# Stored data entries
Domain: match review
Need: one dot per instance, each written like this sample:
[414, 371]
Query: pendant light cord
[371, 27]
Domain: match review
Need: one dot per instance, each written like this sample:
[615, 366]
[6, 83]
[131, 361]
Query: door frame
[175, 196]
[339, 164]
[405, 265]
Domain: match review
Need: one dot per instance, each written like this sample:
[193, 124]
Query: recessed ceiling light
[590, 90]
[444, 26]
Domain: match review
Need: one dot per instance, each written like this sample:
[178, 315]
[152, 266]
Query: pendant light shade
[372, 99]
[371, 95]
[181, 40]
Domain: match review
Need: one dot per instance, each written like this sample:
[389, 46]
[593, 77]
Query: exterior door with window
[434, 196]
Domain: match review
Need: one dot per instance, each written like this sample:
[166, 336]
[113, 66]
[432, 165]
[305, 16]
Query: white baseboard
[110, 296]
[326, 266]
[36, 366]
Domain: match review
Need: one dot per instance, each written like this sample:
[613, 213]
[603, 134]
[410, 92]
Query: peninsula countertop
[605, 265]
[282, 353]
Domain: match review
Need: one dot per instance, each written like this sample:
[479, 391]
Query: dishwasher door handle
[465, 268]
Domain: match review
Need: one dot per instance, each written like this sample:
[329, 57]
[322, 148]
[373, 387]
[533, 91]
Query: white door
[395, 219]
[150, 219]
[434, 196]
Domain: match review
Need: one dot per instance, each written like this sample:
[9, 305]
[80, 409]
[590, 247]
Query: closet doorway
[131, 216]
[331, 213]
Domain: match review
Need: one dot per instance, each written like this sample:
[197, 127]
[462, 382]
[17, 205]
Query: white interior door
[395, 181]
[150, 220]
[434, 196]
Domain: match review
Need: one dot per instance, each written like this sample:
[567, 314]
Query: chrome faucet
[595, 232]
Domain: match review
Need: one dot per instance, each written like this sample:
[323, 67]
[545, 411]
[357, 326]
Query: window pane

# EXERCISE DIRECTIONS
All of the data above needs to be set down again exactly. Include every line.

# WORKED SOLUTION
Domain: match review
Need: one dot per instance, each written like this sample:
[414, 371]
Query: pendant light cord
[371, 27]
Domain: match review
Need: one dot per instance, each written like this sample:
[615, 366]
[6, 83]
[131, 361]
Query: door frame
[175, 196]
[339, 164]
[405, 265]
Domain: match review
Need: one dot per instance, each written like this sample:
[193, 124]
Query: recessed ceiling light
[590, 90]
[444, 26]
Domain: match review
Need: one dot per instance, each written like this sample:
[178, 315]
[152, 266]
Query: pendant light shade
[372, 99]
[371, 95]
[181, 40]
Domain: match review
Need: one dot per instance, each written like this sample:
[389, 46]
[593, 77]
Query: exterior door with window
[434, 196]
Domain: match review
Need: one dot per instance, each written like this sample:
[166, 336]
[113, 66]
[432, 165]
[305, 16]
Query: white baseboard
[110, 296]
[326, 266]
[36, 366]
Domain: match review
Need: one dot per instance, each written like this sample:
[613, 213]
[603, 134]
[410, 92]
Query: peninsula countertop
[605, 265]
[282, 353]
Domain: match review
Need: one dot per instance, each written like this sample:
[479, 391]
Query: dishwasher door handle
[465, 268]
Domain: match review
Need: one dot per instance, each written like this sample:
[329, 57]
[322, 148]
[373, 387]
[533, 91]
Query: white door
[395, 219]
[150, 219]
[434, 196]
Domain: match review
Need: one dot per instance, each written like this sample:
[9, 305]
[80, 409]
[590, 247]
Query: closet doorway
[131, 216]
[331, 213]
Domain: match review
Need: one dot per instance, each written like this sample:
[197, 127]
[462, 382]
[17, 205]
Query: white interior door
[395, 181]
[150, 220]
[434, 196]
Domain: match review
Need: one dot per instance, each written like this sample:
[567, 314]
Query: chrome faucet
[595, 232]
Domain: match review
Need: one dot per instance, each written like this sample:
[323, 67]
[545, 411]
[357, 326]
Query: window pane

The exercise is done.